Goal
Update the items below so that every "Point out" becomes "Indicate", and change nothing else.
--- --- ---
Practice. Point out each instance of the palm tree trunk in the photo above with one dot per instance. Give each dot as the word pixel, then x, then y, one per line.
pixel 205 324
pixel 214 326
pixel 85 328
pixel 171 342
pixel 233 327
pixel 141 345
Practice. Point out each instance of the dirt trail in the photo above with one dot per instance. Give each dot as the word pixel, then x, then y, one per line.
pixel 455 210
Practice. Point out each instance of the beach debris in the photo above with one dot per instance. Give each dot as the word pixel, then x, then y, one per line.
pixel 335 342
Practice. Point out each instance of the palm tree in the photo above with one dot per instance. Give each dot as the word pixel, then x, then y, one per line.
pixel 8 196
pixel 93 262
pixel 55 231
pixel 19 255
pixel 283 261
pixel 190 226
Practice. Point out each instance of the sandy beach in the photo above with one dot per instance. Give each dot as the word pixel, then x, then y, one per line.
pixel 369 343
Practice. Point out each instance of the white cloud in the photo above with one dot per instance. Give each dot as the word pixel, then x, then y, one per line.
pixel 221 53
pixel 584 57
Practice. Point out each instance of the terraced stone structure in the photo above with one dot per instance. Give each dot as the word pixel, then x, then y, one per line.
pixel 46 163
--- --- ---
Answer to the task
Practice. Indicate each instance of the palm tree trunk in the photo above with one dot per instance. Give each dot as the word pixel, then x, then y, one per line.
pixel 205 324
pixel 214 326
pixel 85 328
pixel 171 342
pixel 233 327
pixel 141 345
Practice. Indicate each instance of the dirt trail in the photo above with one dot per instance. Give each dot as the word pixel, then x, then y, one per line.
pixel 455 210
Practice. Indicate each instance of the beach debris in the photo above with one dot per instance. Give each dot as the word pixel, then x, then y, one per line.
pixel 335 342
Practice. Indicate each instance of the palm tree in the photo above with one dot per instance. Give each dot as the word pixel, then x, then y, one per line.
pixel 8 196
pixel 93 262
pixel 55 231
pixel 19 255
pixel 283 261
pixel 190 226
Practice. Indicate each instance of the sandy beach in the photo above with one dot per instance. Give each dot as the word pixel, then x, then y, one per line.
pixel 369 343
Practice. Indicate each instance of the white cloud in the photo above with one dot per instance. Give each dot as the word pixel, then x, then y, one per line.
pixel 221 53
pixel 584 57
Practice. Indicate each instance of the terraced stone structure in the photo above with one dot per instance. Give each dot as the word pixel, then x, then y, one per line.
pixel 46 163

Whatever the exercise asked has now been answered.